-- Exercise a --
Can you render the rows as a Markdown table with the columns "No." and "Line", giving each line its own row number and leaving out blank lines? Include only the part that opens with the line containing "of the smoothie" and closes with the line containing "x=333 y=307", both ends included.

-- Selection --
☆ ☆ ☆ ☆

= Jean Deschamps (architect) =

Jean Deschamps or Johannes de Campis was a 13th-century architect, most notable as the first designer of Clermont-Ferrand Cathedral, begun in 1248, where he was buried. From the 19th century onwards a historical myth arose around him, making him the designer of several cathedrals in Southern France such as those of Limoges, Narbonne, Rodez and Toulouse.

== Life ==
He contributed to introducing northern Gothic architecture in southern France. Based on an inscription recorded by Jean Dufraisse in the 18th century, he was definitely the designer of Clermont-Ferrand Cathedral, begun in 1248.

He drew upon the repertoire of northern Gothic to produce an original synthesis with variations noted by Alain Erlande-Brandenburg. He seems to have been familiar with the apse of Beauvais Cathedral, the rayonnant chapels of Cambrai Cathedral, the water removal system of the Basilica of Saint-Denis, and the doors to Notre Dame Cathedral.

Archival research has revealed a Jean Deschamps or master builders of that name who designed several buildings of that era, in particular a Jean Deschamps who contributed to building the apse of Narbonne Cathedral in 1286. Some of that research was by Eugène Viollet-le-Duc, who built a legend around Jean Deschamps. Heavily critiqued, that legend has led to other buildings associated with the fairly common name Deschamps to be attributed to an entire family of architects:
- Jean Deschamps at Narbonne Cathedral (attested in 1286, eventually the same as the former)

☆ ☆ ☆ ☆

-- Task material --
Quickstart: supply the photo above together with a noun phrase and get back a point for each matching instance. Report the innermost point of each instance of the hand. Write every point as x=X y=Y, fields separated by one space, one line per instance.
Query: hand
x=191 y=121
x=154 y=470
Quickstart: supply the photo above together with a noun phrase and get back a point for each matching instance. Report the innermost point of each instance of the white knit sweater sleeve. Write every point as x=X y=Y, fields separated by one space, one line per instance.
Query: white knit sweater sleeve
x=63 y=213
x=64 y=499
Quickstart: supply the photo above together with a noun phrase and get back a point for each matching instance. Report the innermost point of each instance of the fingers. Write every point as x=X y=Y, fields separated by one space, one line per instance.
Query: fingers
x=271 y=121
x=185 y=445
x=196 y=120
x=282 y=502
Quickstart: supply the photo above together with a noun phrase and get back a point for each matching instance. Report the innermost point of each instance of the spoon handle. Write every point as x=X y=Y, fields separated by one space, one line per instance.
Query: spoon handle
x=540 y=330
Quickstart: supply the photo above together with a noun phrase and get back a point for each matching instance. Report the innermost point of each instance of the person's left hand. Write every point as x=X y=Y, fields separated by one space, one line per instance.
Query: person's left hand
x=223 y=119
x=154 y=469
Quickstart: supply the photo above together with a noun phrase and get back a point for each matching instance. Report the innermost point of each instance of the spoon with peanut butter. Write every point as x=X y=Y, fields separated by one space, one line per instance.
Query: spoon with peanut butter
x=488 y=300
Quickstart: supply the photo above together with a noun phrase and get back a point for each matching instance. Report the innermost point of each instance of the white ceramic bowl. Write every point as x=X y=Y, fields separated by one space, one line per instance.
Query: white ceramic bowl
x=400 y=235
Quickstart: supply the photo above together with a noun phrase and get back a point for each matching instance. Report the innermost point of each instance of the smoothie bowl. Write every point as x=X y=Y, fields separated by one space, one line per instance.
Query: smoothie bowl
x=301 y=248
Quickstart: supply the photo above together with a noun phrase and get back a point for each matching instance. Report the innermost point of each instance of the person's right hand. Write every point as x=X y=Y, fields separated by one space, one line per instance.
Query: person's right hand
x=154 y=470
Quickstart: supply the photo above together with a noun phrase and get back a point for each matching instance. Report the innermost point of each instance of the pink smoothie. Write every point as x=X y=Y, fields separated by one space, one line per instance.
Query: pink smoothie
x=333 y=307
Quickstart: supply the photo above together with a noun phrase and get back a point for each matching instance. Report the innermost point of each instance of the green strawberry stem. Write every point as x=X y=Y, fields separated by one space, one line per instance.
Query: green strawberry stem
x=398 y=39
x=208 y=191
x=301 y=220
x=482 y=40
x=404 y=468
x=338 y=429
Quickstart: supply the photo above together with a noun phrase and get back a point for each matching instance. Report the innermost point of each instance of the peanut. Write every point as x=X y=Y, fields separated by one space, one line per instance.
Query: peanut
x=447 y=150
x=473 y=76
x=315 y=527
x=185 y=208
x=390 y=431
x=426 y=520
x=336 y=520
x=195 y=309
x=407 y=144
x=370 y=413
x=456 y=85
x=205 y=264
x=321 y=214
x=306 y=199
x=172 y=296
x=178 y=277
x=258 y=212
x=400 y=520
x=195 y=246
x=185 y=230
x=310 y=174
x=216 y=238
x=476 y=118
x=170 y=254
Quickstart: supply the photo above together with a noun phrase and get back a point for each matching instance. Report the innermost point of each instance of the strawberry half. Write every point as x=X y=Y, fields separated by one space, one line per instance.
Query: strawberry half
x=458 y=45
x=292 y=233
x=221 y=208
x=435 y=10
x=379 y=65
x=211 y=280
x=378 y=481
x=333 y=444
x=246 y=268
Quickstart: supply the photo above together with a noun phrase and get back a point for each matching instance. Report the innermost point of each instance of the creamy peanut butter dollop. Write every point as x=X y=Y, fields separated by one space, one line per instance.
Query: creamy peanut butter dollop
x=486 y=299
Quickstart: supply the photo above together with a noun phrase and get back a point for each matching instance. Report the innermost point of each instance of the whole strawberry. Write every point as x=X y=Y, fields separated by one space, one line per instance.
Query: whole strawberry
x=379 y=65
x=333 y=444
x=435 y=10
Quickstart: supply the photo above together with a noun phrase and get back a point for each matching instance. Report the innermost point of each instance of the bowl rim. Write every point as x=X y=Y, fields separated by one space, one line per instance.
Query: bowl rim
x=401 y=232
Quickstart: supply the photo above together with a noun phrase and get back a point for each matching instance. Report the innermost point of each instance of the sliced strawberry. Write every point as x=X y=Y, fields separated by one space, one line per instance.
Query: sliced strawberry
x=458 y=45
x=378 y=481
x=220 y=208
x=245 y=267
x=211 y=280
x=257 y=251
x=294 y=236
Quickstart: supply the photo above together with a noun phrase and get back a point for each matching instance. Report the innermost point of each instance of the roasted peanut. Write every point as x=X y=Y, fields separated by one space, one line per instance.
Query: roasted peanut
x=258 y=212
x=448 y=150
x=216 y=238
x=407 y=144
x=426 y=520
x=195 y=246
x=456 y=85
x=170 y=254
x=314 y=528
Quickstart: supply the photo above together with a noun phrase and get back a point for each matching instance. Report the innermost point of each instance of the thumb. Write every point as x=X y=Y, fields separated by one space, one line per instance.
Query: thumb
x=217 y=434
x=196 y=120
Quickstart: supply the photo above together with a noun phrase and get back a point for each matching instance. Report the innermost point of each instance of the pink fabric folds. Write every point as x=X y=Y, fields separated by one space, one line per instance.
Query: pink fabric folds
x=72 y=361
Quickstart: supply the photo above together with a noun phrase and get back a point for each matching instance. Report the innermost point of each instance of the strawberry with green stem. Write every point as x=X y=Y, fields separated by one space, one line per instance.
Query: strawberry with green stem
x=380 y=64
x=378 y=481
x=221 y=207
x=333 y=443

☆ ☆ ☆ ☆

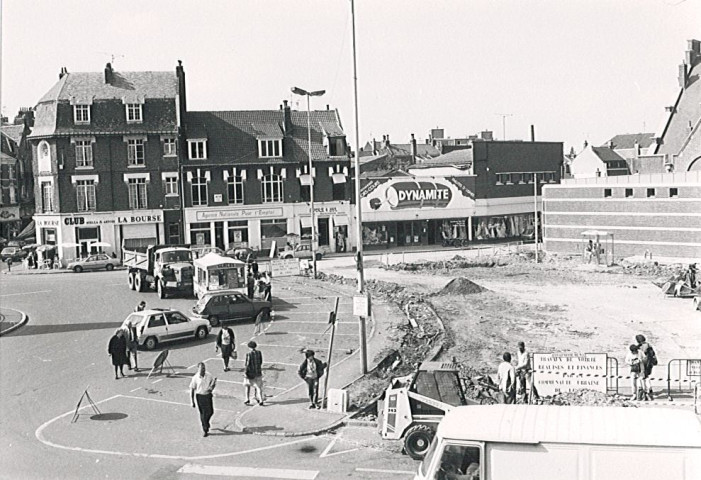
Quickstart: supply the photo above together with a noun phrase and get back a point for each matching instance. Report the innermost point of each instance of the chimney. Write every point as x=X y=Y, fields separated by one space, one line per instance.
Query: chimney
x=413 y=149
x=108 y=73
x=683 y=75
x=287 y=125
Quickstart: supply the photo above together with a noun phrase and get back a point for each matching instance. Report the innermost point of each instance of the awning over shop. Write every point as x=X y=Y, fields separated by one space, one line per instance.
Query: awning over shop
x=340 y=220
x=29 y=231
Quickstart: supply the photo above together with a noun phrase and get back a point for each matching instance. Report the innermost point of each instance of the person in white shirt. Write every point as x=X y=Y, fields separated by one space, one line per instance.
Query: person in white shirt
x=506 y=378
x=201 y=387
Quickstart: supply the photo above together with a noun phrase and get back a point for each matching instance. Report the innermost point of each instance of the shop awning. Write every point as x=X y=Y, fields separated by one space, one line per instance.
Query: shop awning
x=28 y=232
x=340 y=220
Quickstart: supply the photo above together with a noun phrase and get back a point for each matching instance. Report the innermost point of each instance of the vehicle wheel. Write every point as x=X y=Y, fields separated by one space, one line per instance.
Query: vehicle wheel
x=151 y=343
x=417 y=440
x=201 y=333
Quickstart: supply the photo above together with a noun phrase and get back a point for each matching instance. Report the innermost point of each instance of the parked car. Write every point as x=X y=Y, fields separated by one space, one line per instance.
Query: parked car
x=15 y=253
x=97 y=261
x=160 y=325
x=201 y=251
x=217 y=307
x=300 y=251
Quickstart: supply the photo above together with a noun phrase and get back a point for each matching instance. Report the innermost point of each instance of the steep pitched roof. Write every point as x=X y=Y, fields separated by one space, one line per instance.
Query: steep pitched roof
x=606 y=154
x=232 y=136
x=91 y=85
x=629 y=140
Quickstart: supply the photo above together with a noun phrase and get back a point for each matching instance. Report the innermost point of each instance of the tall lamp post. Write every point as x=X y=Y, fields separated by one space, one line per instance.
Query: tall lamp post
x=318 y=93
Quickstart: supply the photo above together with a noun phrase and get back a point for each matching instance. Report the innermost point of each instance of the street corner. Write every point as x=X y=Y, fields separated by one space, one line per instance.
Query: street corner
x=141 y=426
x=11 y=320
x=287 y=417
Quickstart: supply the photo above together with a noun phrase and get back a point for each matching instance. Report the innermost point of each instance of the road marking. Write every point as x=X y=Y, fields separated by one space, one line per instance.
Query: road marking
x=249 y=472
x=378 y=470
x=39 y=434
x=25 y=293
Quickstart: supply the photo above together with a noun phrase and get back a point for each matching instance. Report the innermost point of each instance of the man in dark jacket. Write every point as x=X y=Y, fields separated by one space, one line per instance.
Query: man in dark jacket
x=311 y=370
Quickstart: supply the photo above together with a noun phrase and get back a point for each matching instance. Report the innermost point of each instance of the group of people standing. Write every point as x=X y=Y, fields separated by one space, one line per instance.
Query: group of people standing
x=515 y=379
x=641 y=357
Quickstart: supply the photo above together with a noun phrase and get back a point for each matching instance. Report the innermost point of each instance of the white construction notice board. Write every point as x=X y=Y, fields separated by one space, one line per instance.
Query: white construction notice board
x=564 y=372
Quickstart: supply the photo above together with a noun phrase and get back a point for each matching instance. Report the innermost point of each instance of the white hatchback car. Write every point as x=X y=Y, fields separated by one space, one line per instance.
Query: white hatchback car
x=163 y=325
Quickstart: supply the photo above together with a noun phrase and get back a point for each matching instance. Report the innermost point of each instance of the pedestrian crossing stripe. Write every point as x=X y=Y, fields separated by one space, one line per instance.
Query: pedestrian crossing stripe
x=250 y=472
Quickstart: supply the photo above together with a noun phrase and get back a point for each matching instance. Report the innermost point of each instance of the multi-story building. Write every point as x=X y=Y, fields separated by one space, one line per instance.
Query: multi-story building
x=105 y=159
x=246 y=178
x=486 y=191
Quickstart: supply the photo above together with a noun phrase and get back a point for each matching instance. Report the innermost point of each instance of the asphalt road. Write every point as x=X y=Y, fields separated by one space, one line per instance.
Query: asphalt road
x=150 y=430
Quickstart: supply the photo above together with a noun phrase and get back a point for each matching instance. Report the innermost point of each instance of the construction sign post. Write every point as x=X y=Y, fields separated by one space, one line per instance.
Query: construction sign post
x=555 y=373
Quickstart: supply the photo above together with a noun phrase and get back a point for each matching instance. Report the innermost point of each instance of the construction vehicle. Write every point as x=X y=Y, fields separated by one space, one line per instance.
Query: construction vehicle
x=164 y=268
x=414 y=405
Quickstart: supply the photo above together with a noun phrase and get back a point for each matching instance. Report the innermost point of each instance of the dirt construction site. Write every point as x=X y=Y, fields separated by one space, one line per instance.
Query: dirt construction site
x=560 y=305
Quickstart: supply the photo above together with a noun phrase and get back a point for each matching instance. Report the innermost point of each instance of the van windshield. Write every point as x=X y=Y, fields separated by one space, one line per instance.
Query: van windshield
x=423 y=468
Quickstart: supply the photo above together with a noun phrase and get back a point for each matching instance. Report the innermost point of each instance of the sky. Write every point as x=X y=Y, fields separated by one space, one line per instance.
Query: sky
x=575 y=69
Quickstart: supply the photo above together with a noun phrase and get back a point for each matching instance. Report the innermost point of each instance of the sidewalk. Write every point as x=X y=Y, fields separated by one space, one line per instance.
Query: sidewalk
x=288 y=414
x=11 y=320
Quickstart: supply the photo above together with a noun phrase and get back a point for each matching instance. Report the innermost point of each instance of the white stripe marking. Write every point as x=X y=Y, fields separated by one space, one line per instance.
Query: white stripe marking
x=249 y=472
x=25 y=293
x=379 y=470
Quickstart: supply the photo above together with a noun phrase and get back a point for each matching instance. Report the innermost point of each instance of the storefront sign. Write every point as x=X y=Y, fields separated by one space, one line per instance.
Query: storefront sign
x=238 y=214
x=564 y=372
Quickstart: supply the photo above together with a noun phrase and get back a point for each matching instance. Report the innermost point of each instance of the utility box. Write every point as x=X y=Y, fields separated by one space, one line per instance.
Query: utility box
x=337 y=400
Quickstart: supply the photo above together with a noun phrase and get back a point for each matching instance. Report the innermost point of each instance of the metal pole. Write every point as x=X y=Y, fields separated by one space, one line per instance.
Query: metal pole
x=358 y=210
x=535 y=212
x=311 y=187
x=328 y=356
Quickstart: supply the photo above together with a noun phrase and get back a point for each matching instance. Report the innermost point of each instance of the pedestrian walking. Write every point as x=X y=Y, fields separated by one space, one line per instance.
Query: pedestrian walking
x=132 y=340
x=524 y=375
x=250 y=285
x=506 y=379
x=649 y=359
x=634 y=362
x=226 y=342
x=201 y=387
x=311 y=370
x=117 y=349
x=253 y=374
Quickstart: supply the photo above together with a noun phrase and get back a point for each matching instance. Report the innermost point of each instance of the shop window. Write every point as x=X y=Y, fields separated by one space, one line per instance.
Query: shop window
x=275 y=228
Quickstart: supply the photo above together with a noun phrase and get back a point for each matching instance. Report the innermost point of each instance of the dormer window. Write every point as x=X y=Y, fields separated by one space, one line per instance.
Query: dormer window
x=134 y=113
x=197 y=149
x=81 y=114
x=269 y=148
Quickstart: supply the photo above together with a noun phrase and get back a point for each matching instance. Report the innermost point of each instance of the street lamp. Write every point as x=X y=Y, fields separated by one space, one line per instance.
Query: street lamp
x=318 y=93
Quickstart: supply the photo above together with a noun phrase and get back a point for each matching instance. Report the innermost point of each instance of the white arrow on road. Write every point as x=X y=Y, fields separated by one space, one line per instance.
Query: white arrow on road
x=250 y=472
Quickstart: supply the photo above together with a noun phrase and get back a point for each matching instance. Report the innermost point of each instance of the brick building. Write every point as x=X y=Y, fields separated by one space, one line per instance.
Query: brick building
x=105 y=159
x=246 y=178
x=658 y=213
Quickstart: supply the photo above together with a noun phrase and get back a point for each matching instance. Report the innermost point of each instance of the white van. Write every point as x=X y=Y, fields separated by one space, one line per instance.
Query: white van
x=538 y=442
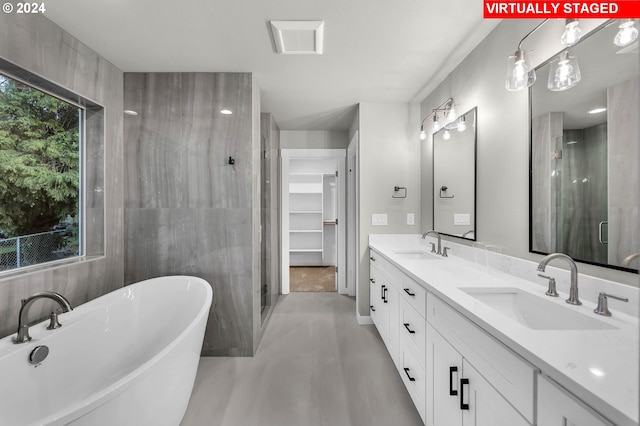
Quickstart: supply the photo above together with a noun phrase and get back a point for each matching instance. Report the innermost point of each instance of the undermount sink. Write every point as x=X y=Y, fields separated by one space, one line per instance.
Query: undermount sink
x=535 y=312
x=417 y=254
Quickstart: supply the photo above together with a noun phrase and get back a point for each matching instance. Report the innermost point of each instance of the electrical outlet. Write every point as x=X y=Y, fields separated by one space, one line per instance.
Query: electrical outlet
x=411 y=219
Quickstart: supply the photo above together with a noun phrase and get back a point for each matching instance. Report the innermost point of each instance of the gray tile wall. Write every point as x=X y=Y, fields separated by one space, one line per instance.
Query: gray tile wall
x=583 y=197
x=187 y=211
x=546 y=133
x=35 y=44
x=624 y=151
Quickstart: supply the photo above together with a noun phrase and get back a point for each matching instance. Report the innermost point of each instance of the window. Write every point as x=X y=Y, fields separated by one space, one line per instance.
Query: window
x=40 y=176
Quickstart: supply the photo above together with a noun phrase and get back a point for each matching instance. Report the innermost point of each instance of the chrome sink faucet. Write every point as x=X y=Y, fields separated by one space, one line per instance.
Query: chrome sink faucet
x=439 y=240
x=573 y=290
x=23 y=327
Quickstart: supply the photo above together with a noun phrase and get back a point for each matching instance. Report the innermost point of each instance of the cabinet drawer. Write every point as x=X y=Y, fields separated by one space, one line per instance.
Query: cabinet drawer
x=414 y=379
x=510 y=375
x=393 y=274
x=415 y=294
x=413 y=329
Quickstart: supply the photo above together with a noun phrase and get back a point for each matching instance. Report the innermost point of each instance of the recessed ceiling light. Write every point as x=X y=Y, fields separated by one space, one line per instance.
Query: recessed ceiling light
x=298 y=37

☆ ☆ ☆ ☆

-- Exercise b --
How would you put this sentence from the article on Jean Deschamps into Spanish: "He contributed to introducing northern Gothic architecture in southern France."

-- Full solution a --
| No. | Line |
|---|---|
| 1 | Quickstart: supply the photo above together with a noun phrase and get back a point for each matching instance. Report the innermost point of each instance of the smoothie bowl. Write every point as x=X y=Y, fields separated by one space, one line per instance. |
| 2 | Query: smoothie bowl |
| 3 | x=301 y=248 |
| 4 | Quickstart: supply the photo above together with a noun phrase and get back a point for each matching instance. Report the innermost point of each instance of the person's right hand. Write every point as x=X y=Y, fields separated by one space, one line per instance. |
| 5 | Query: person's right hand |
| 6 | x=154 y=470 |
| 7 | Quickstart: supply the photo above together with a noun phrase and get back a point for each matching instance. Report the innermost point of each instance of the pink smoothie. Write every point as x=X y=Y, fields separated by one space, one line per instance. |
| 8 | Query: pink smoothie |
| 9 | x=333 y=307 |

-- Full solution b --
Contribuyó a introducir la arquitectura gótica del norte en el sur de Francia.